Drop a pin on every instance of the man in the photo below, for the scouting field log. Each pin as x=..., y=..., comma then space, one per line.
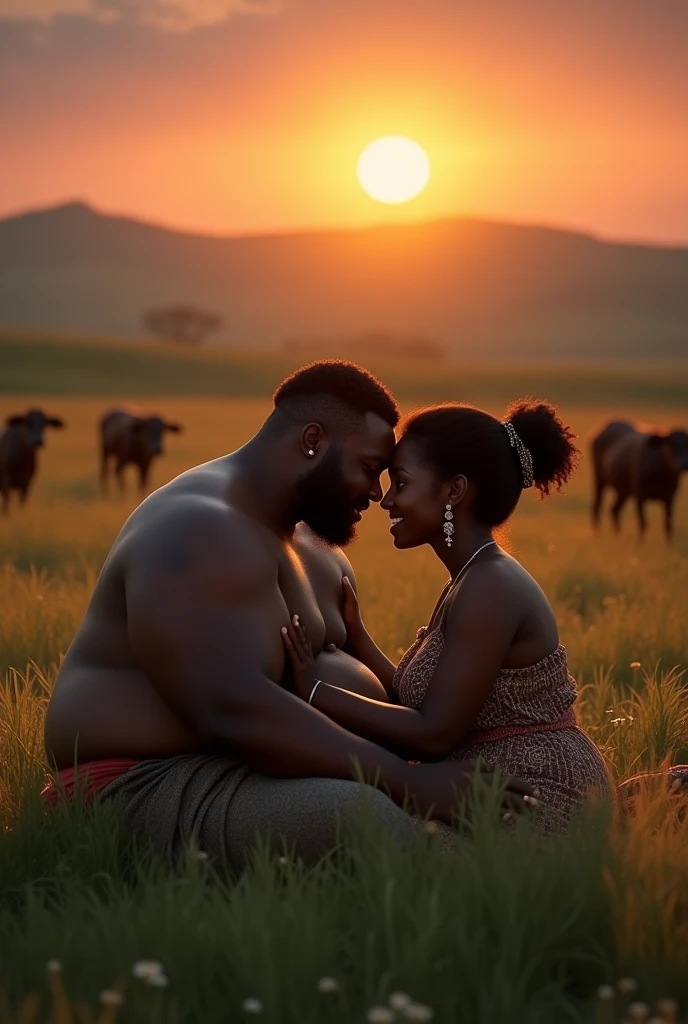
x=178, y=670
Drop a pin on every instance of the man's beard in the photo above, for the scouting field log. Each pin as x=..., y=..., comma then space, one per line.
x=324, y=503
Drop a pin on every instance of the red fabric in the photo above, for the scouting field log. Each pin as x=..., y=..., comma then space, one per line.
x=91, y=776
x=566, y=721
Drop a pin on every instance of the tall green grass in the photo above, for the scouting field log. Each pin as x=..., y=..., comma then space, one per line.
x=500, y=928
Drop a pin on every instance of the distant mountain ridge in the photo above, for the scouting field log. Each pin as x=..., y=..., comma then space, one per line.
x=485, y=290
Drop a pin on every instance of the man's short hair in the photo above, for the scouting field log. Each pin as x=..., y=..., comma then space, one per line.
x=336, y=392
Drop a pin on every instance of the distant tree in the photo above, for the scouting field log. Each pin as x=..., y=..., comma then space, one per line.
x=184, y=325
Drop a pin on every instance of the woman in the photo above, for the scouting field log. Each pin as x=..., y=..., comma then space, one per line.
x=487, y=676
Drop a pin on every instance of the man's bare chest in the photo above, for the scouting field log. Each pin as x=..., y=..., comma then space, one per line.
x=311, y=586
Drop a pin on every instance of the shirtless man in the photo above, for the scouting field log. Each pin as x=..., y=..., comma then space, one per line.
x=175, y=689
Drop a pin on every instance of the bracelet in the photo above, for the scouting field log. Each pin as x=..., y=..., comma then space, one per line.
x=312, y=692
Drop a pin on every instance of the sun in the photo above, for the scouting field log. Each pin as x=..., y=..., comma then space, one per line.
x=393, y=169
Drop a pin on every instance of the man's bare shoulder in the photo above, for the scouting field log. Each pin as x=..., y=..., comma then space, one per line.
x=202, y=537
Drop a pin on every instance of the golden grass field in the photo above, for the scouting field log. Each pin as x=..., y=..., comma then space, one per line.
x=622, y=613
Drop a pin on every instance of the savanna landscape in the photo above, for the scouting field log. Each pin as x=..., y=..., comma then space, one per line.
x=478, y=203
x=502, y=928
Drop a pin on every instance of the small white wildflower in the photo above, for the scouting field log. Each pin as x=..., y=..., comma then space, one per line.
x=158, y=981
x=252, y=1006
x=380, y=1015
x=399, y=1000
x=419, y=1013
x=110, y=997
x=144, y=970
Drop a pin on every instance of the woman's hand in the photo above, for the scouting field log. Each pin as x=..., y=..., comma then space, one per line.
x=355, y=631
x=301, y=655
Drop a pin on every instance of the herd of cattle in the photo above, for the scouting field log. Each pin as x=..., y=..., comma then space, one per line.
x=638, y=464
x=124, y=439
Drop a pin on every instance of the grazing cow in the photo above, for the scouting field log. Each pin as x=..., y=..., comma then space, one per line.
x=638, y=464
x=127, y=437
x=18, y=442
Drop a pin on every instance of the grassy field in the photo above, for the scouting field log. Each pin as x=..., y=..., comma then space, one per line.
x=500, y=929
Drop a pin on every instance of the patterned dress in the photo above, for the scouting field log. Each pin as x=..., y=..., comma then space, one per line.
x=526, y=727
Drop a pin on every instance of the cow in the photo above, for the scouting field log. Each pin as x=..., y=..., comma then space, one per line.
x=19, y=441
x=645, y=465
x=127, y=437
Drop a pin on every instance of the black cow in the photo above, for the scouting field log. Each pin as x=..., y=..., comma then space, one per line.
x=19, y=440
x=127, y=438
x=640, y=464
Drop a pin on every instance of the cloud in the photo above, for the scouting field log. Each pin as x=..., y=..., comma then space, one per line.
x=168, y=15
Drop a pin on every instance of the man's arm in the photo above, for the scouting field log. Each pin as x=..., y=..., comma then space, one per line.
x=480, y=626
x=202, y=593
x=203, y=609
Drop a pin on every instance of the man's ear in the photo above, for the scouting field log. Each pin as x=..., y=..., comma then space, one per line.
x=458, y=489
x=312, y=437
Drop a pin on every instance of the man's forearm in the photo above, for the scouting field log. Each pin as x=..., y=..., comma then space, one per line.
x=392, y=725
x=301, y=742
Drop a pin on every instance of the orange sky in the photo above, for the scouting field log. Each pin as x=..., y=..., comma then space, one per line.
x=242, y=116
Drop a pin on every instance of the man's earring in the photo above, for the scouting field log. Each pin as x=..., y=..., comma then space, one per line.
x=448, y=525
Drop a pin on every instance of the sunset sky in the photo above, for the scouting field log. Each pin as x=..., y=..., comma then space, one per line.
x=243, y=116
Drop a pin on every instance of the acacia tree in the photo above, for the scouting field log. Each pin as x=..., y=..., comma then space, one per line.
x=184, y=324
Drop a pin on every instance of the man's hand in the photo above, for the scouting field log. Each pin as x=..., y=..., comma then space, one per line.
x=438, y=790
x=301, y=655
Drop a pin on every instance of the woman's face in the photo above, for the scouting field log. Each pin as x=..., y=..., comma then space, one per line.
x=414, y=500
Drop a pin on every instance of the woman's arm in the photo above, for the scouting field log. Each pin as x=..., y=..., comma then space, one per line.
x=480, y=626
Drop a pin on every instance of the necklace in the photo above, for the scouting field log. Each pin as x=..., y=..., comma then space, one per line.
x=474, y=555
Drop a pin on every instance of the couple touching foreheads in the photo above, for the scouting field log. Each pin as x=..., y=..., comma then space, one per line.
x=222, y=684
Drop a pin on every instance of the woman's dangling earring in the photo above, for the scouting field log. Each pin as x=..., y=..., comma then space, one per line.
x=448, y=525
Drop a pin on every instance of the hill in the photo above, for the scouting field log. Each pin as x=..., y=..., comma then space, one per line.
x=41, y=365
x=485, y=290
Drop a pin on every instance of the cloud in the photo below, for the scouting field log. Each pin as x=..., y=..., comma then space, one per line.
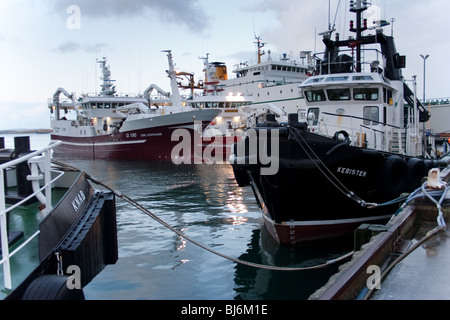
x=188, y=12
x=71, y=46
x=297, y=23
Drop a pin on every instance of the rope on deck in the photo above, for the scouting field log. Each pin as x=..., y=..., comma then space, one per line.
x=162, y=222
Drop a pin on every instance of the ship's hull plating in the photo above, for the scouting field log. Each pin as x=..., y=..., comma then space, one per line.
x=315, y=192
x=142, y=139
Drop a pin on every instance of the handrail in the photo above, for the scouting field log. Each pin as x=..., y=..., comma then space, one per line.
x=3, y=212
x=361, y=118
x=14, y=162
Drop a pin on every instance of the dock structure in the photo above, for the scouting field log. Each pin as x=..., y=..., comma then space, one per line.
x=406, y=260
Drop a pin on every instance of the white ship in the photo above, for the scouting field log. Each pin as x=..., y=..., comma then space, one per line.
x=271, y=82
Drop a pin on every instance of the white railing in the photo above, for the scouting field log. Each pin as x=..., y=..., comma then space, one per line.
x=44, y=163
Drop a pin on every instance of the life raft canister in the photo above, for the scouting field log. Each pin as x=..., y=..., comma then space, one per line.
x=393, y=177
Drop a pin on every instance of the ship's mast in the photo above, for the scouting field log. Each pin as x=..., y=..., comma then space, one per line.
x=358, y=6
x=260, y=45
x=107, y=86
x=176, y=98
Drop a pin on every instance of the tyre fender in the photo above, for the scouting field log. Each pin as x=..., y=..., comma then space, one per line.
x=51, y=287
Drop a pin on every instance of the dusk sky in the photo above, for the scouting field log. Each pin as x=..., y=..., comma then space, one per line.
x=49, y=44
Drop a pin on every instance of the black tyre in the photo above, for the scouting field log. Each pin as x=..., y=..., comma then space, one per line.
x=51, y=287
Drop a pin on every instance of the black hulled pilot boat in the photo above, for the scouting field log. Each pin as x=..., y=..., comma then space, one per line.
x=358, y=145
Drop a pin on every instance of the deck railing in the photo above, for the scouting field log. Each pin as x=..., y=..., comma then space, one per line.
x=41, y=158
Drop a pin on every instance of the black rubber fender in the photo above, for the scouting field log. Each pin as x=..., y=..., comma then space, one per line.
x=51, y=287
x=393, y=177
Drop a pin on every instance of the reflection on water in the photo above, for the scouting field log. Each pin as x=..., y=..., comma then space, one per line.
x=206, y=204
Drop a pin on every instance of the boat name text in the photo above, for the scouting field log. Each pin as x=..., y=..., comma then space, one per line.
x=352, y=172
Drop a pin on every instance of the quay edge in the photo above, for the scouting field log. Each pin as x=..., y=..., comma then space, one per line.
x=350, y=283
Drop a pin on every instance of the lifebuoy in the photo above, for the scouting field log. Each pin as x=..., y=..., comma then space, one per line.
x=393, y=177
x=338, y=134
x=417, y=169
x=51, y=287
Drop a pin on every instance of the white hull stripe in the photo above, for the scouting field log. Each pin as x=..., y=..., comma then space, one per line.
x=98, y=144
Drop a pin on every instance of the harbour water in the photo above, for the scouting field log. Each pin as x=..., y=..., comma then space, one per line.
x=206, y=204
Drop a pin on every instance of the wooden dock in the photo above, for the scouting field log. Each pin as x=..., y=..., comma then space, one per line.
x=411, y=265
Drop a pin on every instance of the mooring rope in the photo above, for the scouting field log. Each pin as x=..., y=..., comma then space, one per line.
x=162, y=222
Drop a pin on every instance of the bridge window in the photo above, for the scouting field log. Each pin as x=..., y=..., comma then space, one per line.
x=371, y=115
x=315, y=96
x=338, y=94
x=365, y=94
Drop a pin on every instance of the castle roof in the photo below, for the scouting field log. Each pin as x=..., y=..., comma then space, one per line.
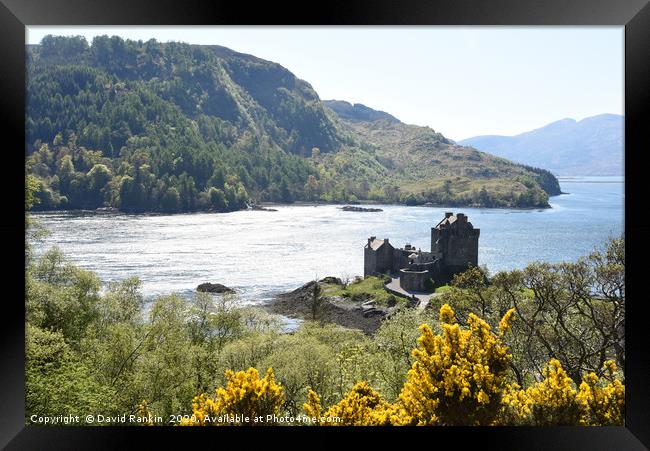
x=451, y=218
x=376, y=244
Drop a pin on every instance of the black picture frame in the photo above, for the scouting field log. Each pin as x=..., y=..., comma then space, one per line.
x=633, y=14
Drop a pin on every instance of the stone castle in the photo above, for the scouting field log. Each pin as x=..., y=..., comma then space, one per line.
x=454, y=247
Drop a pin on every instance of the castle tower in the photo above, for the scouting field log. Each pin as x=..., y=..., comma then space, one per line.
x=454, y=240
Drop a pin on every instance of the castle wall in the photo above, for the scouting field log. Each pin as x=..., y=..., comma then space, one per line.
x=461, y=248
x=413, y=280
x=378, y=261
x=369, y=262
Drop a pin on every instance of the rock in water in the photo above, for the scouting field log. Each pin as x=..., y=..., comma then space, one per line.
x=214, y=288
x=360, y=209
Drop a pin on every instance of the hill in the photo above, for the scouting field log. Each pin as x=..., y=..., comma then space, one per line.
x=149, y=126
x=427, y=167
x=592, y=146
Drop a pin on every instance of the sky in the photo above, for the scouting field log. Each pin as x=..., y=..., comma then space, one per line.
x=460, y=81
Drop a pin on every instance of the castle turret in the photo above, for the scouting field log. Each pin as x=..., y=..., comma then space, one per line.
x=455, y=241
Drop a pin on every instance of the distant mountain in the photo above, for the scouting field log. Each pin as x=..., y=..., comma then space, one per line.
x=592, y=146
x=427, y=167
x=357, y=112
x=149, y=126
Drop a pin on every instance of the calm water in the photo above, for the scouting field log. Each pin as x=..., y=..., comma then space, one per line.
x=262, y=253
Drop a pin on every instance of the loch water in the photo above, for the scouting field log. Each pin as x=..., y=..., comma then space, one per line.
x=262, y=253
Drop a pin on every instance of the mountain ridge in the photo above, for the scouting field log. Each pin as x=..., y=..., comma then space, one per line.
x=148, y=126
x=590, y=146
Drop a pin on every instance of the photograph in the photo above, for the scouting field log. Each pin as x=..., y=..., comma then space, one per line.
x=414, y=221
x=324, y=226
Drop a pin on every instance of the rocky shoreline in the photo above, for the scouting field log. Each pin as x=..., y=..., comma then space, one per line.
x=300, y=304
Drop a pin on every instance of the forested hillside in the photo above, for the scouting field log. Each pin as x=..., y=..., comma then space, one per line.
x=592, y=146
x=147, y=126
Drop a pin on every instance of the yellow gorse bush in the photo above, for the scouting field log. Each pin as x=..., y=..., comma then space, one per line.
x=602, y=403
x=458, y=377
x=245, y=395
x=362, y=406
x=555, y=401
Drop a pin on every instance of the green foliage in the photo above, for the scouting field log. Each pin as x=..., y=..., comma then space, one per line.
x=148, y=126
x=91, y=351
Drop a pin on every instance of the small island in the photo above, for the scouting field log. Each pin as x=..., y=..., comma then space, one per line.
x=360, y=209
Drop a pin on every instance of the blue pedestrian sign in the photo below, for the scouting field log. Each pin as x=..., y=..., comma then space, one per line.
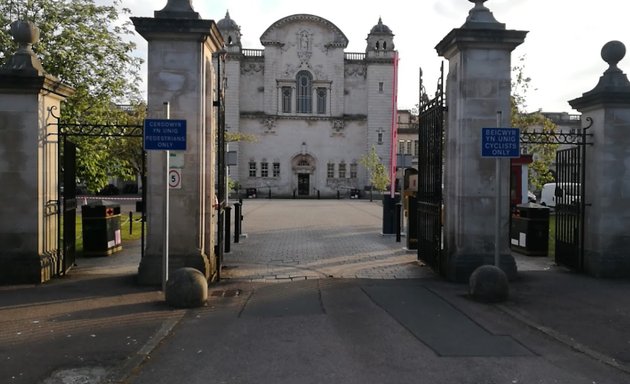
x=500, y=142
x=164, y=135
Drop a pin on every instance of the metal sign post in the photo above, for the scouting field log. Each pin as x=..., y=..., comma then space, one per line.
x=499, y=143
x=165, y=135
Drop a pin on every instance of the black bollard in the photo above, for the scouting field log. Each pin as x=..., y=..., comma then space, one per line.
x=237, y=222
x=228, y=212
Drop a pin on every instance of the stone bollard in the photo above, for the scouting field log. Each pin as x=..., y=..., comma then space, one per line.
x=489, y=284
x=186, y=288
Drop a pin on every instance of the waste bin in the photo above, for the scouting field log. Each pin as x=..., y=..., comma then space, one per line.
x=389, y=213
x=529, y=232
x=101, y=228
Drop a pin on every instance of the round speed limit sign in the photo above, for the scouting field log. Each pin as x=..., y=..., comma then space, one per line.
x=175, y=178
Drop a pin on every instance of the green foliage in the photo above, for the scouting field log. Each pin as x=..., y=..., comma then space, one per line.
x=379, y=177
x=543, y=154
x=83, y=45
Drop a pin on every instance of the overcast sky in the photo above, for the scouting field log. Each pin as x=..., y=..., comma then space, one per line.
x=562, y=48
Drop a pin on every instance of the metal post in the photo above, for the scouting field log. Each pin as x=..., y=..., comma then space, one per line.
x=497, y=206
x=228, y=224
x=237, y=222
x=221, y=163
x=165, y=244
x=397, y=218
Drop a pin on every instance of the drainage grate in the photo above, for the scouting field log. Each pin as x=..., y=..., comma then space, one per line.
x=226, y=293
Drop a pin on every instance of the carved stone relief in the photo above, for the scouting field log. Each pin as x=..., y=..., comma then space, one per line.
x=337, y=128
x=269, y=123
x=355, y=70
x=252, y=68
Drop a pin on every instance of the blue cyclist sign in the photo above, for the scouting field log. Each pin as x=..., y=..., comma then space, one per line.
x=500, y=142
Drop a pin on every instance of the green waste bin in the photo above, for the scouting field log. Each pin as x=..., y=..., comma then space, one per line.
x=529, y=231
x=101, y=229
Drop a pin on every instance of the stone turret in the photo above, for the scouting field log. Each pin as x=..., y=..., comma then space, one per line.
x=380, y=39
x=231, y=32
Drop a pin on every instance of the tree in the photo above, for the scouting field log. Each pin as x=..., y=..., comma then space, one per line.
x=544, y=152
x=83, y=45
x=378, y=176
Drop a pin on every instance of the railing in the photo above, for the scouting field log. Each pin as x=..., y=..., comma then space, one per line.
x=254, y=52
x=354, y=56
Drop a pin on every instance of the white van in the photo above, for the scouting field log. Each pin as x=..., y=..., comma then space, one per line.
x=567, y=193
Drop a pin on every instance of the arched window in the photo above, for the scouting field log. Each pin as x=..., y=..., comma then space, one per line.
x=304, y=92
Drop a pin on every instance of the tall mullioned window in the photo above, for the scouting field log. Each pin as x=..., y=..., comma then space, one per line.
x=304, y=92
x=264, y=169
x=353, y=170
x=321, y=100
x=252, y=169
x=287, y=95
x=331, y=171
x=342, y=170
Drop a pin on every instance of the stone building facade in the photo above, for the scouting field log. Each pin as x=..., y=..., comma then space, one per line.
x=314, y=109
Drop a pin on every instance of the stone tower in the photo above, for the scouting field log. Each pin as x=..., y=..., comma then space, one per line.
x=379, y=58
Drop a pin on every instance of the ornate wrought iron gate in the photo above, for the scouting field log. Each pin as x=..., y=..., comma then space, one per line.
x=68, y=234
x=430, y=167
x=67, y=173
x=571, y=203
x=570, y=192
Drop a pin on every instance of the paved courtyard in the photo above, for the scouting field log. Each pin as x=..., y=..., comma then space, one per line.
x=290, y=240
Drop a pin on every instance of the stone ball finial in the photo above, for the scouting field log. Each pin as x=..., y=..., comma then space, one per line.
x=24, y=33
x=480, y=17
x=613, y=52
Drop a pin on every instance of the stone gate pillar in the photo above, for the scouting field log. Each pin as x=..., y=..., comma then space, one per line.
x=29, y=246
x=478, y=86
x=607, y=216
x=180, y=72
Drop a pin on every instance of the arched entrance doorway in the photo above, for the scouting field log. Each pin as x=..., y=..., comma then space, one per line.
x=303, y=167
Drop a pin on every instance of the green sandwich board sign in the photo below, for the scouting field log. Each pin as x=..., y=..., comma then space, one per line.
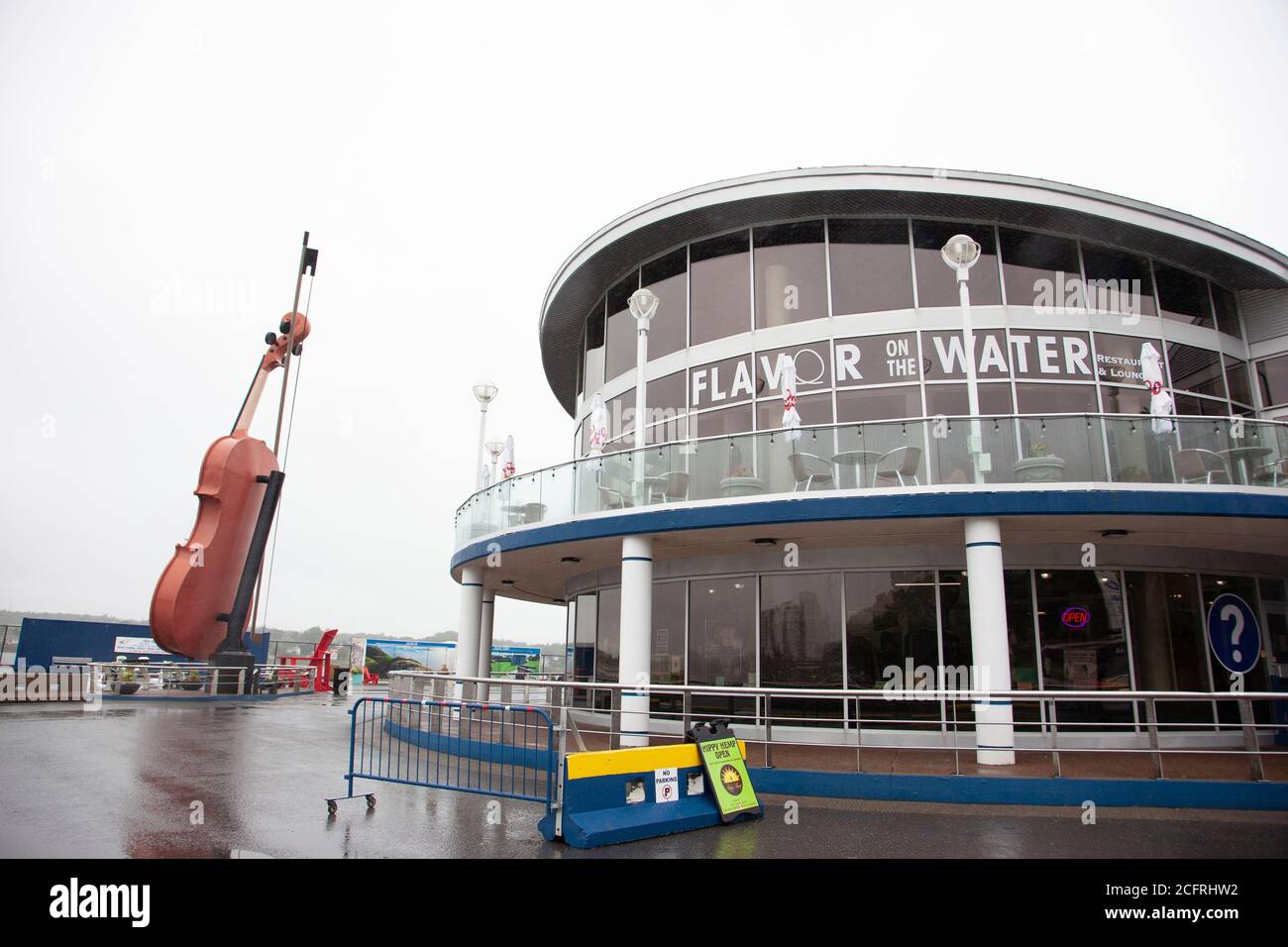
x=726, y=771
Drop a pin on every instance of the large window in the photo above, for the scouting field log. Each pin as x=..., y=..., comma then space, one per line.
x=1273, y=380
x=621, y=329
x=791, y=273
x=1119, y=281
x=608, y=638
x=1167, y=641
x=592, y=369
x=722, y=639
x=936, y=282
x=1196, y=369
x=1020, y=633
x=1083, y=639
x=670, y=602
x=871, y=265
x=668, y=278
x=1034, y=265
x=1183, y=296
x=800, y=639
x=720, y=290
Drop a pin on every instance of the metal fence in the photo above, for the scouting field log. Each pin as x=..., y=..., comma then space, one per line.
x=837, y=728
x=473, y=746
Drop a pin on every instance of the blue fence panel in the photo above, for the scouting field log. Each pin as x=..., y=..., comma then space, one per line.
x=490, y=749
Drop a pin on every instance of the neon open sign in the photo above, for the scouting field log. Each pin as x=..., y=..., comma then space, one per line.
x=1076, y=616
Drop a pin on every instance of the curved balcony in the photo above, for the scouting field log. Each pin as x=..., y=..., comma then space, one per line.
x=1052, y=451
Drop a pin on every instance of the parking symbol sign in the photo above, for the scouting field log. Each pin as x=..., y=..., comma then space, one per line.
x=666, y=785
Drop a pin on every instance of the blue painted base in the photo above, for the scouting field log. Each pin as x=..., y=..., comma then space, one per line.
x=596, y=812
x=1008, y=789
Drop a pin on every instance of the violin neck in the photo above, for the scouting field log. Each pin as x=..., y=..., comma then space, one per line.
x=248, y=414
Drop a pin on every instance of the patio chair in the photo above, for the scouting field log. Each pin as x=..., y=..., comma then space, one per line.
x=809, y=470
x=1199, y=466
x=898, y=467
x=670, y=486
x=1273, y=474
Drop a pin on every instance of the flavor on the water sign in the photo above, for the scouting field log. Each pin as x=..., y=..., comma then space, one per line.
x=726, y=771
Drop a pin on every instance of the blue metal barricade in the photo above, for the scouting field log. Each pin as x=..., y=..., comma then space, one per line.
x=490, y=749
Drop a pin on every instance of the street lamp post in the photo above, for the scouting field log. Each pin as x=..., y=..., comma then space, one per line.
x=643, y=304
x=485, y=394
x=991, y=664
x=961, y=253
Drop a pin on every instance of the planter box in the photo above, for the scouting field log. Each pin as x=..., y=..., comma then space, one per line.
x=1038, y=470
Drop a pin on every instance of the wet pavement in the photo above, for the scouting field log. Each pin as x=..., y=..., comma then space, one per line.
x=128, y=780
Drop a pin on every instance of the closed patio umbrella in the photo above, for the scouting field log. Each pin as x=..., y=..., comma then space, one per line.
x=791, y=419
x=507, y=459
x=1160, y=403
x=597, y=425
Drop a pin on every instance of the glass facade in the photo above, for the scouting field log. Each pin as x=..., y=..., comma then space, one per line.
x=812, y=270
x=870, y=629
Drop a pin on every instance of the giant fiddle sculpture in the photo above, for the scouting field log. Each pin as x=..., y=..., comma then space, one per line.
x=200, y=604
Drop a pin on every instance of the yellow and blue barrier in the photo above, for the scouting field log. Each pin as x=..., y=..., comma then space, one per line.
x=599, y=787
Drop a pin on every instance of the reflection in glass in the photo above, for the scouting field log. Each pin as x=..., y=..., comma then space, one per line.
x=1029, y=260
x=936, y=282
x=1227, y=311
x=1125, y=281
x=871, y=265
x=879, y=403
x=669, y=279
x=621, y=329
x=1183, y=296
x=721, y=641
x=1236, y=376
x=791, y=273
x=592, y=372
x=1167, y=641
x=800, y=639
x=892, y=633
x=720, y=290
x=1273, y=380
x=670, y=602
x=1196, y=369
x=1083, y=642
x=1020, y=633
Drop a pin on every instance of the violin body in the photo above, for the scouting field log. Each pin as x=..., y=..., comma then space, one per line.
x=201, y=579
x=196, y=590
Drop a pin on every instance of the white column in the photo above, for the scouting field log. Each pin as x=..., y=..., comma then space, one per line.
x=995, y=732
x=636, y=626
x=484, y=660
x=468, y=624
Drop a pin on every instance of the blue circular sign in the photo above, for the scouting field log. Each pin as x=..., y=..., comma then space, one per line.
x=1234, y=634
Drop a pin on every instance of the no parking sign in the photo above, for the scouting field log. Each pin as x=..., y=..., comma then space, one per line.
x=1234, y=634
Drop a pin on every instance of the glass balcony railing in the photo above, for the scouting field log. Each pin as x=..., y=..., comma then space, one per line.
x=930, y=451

_What to do:_ Copy the records from the line with "Drop a pin on every instance of the acacia" to the line with "x=184, y=324", both lines included, and reproduce only those. Multiply each pin coordinate in the answers by 0.5 and round it to a whole number, with halves rounded up, and leave all other text unchanged.

_Solution to this problem:_
Drop a pin on every instance of the acacia tree in the photo above, for the scouting field log. Each pin as x=..., y=..., comma then space, one per line.
x=92, y=162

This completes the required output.